GIVEN ENTRIES ->
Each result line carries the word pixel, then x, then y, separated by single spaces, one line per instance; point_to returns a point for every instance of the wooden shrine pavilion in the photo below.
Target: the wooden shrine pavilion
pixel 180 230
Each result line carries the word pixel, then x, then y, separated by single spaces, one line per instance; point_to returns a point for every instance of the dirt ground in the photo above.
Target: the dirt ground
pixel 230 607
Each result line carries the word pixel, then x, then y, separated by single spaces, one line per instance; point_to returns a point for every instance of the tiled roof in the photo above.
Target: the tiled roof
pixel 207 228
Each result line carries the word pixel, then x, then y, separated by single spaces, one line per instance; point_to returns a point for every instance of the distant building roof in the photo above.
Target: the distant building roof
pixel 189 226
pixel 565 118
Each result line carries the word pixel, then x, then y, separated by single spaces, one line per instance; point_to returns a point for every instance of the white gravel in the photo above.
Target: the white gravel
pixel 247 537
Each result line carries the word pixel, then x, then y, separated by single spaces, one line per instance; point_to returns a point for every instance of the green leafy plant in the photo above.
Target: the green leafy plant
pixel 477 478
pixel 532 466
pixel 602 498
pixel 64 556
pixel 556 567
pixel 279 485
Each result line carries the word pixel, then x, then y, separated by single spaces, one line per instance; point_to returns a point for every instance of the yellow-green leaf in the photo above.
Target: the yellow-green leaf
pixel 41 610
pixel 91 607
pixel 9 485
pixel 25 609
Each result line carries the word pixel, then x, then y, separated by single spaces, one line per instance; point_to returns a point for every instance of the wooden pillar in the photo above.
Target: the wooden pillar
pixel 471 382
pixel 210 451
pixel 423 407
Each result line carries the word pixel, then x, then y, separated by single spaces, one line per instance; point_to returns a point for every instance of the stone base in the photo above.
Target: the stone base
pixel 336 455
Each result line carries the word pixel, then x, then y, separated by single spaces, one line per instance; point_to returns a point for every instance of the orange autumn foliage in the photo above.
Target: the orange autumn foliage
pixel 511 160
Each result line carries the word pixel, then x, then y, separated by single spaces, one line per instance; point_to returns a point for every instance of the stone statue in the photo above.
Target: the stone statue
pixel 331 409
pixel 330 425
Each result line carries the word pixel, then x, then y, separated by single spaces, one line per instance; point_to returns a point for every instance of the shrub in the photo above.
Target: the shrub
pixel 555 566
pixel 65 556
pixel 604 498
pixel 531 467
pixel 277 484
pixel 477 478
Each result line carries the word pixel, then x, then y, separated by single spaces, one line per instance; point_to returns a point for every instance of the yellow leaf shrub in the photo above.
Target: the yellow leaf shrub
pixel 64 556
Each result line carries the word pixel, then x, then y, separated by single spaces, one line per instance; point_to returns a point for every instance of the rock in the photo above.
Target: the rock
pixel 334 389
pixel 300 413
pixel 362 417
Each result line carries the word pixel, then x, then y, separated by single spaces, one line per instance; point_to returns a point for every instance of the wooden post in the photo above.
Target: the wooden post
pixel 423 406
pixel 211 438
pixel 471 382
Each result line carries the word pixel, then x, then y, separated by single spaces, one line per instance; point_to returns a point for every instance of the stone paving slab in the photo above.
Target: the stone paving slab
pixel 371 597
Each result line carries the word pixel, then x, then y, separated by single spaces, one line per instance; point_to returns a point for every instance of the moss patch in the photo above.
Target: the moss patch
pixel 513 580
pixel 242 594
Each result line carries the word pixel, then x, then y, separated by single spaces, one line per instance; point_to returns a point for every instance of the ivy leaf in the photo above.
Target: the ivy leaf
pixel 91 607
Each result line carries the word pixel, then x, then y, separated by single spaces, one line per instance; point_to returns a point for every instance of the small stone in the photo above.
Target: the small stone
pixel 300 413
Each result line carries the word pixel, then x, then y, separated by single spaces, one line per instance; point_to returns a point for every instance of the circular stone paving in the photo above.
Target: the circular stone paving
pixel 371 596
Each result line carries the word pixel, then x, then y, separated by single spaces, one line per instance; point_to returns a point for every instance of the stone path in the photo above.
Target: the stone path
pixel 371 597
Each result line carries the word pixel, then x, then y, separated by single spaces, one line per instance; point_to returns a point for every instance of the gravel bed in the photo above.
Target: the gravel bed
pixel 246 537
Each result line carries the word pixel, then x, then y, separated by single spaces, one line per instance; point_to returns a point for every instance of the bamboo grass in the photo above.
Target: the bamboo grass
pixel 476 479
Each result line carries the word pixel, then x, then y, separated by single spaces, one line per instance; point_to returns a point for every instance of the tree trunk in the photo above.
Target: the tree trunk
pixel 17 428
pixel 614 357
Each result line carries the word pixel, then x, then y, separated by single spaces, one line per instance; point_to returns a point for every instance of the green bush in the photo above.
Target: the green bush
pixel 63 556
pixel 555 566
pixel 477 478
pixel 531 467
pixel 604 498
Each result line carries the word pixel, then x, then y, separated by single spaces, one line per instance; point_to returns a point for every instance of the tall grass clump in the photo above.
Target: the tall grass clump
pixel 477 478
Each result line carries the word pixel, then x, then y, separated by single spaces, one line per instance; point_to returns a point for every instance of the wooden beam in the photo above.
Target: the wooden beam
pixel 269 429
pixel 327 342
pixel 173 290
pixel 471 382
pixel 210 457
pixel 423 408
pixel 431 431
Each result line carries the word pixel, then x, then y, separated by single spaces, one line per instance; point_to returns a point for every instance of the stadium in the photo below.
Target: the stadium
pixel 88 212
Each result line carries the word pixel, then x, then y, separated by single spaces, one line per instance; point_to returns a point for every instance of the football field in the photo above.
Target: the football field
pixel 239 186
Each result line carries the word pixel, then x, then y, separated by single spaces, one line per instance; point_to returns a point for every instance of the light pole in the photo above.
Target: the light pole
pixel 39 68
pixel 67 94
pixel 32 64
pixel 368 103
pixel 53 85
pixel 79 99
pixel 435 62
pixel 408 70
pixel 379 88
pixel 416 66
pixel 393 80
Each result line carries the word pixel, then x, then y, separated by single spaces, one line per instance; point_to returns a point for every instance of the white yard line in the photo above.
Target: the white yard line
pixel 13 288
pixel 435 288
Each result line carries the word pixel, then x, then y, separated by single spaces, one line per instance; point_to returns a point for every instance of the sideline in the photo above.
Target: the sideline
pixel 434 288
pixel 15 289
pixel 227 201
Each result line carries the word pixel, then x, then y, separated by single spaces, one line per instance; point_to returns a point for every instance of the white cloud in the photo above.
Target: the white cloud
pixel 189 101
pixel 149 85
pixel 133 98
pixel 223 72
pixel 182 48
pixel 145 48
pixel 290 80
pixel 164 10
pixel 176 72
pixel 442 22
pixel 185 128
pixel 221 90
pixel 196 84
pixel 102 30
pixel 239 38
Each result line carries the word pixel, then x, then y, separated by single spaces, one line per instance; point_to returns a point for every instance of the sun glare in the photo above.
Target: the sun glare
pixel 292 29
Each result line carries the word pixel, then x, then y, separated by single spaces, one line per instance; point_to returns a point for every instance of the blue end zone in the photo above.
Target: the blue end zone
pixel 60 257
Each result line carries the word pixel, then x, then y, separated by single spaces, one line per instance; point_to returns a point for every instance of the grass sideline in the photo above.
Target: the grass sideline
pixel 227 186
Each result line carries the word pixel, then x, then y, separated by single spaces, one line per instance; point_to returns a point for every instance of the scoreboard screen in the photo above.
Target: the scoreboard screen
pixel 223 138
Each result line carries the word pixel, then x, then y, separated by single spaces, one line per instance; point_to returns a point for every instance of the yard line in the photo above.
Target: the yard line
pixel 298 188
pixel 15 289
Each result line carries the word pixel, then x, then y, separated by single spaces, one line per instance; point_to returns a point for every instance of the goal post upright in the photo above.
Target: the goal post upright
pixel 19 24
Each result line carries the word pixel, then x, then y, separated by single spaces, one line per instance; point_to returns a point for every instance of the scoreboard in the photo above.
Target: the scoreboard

GOAL OF THE EXERCISE -> Starting with the first record, copy everything through the final one exactly.

TASK OUTPUT ->
Each result line carries the word pixel, then x, then y, separated by single spaces, one line per instance; point_to returns a point for every instance of the wooden shrine pavilion in the photo below.
Target: the wooden shrine pavilion
pixel 180 230
Each result line carries the word pixel, then x, then y, separated by single spaces, one line per instance; point_to returns a point for every instance of the dirt ground in the photo above.
Target: the dirt ground
pixel 230 607
Each result line carries the word pixel, then x, then y, separated by single spaces, one line per instance; point_to returns a point for every instance of the tiled roof in the photo above.
Target: the tiled roof
pixel 207 228
Each result line carries the word pixel, then x, then y, separated by single spaces, one line per instance; point_to returns a point for every instance of the distant building roof in the photo above.
Target: the distant building roof
pixel 189 226
pixel 565 118
Each result line carries the word pixel, then x, then y, separated by single spaces, one line per instance; point_to returns a point for every instance of the white gravel in the photo above.
Target: the white gravel
pixel 247 537
Each result line carries the word pixel, then x, then y, separated by single spaces, one line per instance; point_to returns a point for every instance of the green leafy plant in the photo above.
Target: the green leafy plant
pixel 477 478
pixel 532 466
pixel 602 498
pixel 64 556
pixel 556 567
pixel 279 485
Each result line carries the word pixel, then x, then y, separated by single spaces, one line per instance; point_to returns a point for every instance of the yellow-green leaf in the photo above.
Target: the yellow-green leaf
pixel 41 610
pixel 91 607
pixel 9 485
pixel 25 609
Each result line carries the word pixel, then x, then y, separated by single spaces, one line per instance; point_to returns a point for every instance of the wooden pillar in the photo above.
Target: the wooden pillar
pixel 471 382
pixel 210 451
pixel 423 407
Each result line carries the word pixel, then x, then y, separated by single spaces, one line per instance; point_to returns a point for every instance of the stone base in the photo above.
Target: the stone base
pixel 336 455
Each result line carries the word pixel, then x, then y, separated by single spaces, one line per instance; point_to returns a point for every instance of the orange autumn foliage in the photo above.
Target: the orange autumn foliage
pixel 511 160
Each result line carries the word pixel, then x, then y, separated by single spaces, one line per instance; point_to returns a point for every instance of the stone statue in the photo above.
Target: the stone statue
pixel 331 409
pixel 330 425
Each result line carries the word pixel, then x, then y, separated by single spaces, one line per instance; point_to returns a point for every instance of the shrub in the photo above.
Target: the shrub
pixel 555 566
pixel 65 556
pixel 604 498
pixel 531 467
pixel 277 484
pixel 477 478
Each result line carries the word pixel, then x, then y, separated by single spaces, one line per instance; point_to returns a point for every instance of the yellow leaf shrub in the photo above.
Target: the yellow leaf shrub
pixel 64 556
Each result line carries the word pixel, then x, then y, separated by single spaces, one line per instance; point_to returns a point for every instance of the rock in the photo above.
Target: the rock
pixel 334 389
pixel 300 413
pixel 362 417
Each result line carries the word pixel, then x, then y, separated by single spaces, one line per instance; point_to returns a point for every instance of the wooden post in the photo above.
Target: the wooden post
pixel 423 406
pixel 211 438
pixel 471 382
Each result line carries the word pixel, then x, then y, separated by single spaces, one line per instance; point_to returns a point for every instance of the stone paving slab in the photo above.
Target: the stone paving slab
pixel 371 597
Each result line carries the word pixel, then x, then y, separated by single spaces, one line per instance; point_to returns a point for every instance of the moss patch in the photo above.
Target: the moss patch
pixel 513 580
pixel 242 594
Each result line carries the word pixel, then x, then y, separated by single spaces, one line per instance; point_to returns a point for every instance of the ivy leaf in the photo above.
Target: the ivy leaf
pixel 91 607
Each result line carries the word pixel, then x, then y, separated by single spaces, one line per instance; point_to returns a point for every instance of the small stone in the photo above.
Target: the small stone
pixel 300 413
Each result line carries the word pixel, then x, then y, separated by single spaces, one line per instance; point_to returns a point for every instance of the circular stone paving in the photo above.
Target: the circular stone paving
pixel 371 596
Each result line carries the word pixel, then x, then y, separated by single spaces, one line per instance; point_to returns a point for every instance of the stone path in the photo above.
Target: the stone path
pixel 371 597
Each result line carries the word pixel, then x, then y, separated by single spaces, one line per instance; point_to returns a point for every instance of the gravel bed in the photo above.
Target: the gravel bed
pixel 246 537
Each result line carries the word pixel, then x, then y, separated by single spaces, one line per instance; point_to returns a point for every instance of the bamboo grass in the photo above.
Target: the bamboo grass
pixel 476 479
Each result line carries the word pixel, then x, then y, separated by single spaces, one line per instance; point_to returns a point for every instance of the tree trunk in the photo above.
Target: the tree trunk
pixel 17 428
pixel 614 357
Each result line carries the word pixel, then x, then y, separated by single spaces, one line per instance; point_to returns a point for every instance of the green bush in the photo above.
Target: the green bush
pixel 63 556
pixel 555 566
pixel 477 478
pixel 531 467
pixel 604 498
Each result line carries the word pixel, then x, then y, separated by single spaces, one line per instance; point_to returns a point for every instance of the tall grass clump in the photo above.
Target: the tall grass clump
pixel 477 478
Each result line carries the word pixel, then x, then y, separated by single spaces, one line per instance; point_to returns a point for every instance of the wooden beam in the photo above.
Target: the wooden beam
pixel 269 429
pixel 327 342
pixel 173 290
pixel 471 382
pixel 210 457
pixel 423 408
pixel 431 431
Each result line carries the word pixel, then x, then y, separated by single spaces, one line per instance; point_to returns a point for every instance of the stadium in the photo below.
Target: the stadium
pixel 88 212
Each result line carries the word pixel, then x, then y, separated by single spaces, one line per instance; point_to returns a point for every instance of the football field in the photo above.
Target: the football field
pixel 239 186
Each result line carries the word pixel, then x, then y, separated by single spaces, one line per instance; point_to returns a point for every instance of the light pole in the photo above.
Target: the light pole
pixel 39 68
pixel 67 94
pixel 32 64
pixel 368 103
pixel 53 85
pixel 79 99
pixel 435 62
pixel 408 70
pixel 379 88
pixel 416 66
pixel 393 80
Each result line carries the word pixel, then x, then y, separated by single spaces, one line per instance; point_to returns a point for every instance of the white yard line in the photo above.
Target: the white yard line
pixel 13 288
pixel 435 288
Each result line carries the word pixel, then x, then y, separated by single spaces, one line per instance; point_to returns a point for every instance of the sideline in the photo above.
Target: the sideline
pixel 434 288
pixel 15 289
pixel 227 201
Each result line carries the word pixel, then x, then y, separated by single spaces, one line per instance; point_to returns a point for every instance of the white cloud in the photo above.
Target: the white cloud
pixel 189 101
pixel 149 85
pixel 133 98
pixel 223 72
pixel 182 48
pixel 145 48
pixel 290 80
pixel 164 10
pixel 176 72
pixel 442 22
pixel 185 128
pixel 221 90
pixel 196 84
pixel 102 30
pixel 239 38
Each result line carries the word pixel, then x, then y, separated by single spaces, one line per instance; point_to returns a point for every instance of the sun glare in the photo above.
Target: the sun glare
pixel 292 29
Each result line carries the word pixel, then x, then y, separated by single spaces, one line per instance; point_to returns a point for every instance of the blue end zone in the photo above.
Target: the blue end zone
pixel 60 257
Each result line carries the word pixel, then x, then y, separated by single spaces, one line per instance; point_to returns a point for every instance of the grass sideline in the photo above.
Target: the grass sideline
pixel 227 186
Each result line carries the word pixel, then x, then y, separated by single spaces, one line per instance; point_to returns a point for every instance of the scoreboard screen in the photo above.
Target: the scoreboard screen
pixel 223 138
Each result line carries the word pixel, then x, then y, separated by single spaces, one line per instance; point_to returns a point for every instance of the yard line in the photo above.
Target: the yard line
pixel 298 188
pixel 15 289
Each result line carries the word pixel, then x, then y, separated by single spaces, one line per instance; point_to returns a point for every instance of the goal post upright in the photo above.
Target: the goal post upright
pixel 19 24
Each result line carries the word pixel, then x, then y, separated by single spaces, one line per instance; point_to returns a point for every instance of the scoreboard in the photo above.
Target: the scoreboard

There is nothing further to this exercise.